▸ **TASK TO COMPLETE**: Turn the items below into a two-column CSV with the headers "prompt" and "boxes". Give one row per item, with its text and its answer each in a single quoted field and every line break replaced by a space.

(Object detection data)

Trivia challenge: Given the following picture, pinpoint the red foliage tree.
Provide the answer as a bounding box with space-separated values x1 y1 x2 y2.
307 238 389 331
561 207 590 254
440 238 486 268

▸ **WRITTEN ANSWER**:
prompt,boxes
"Trivia challenge: Given the following picture, pinpoint the red foliage tree. Provide the answer as a bounding box with space-separated values x1 y1 x2 y2.","307 238 389 331 561 207 590 254 440 238 486 268"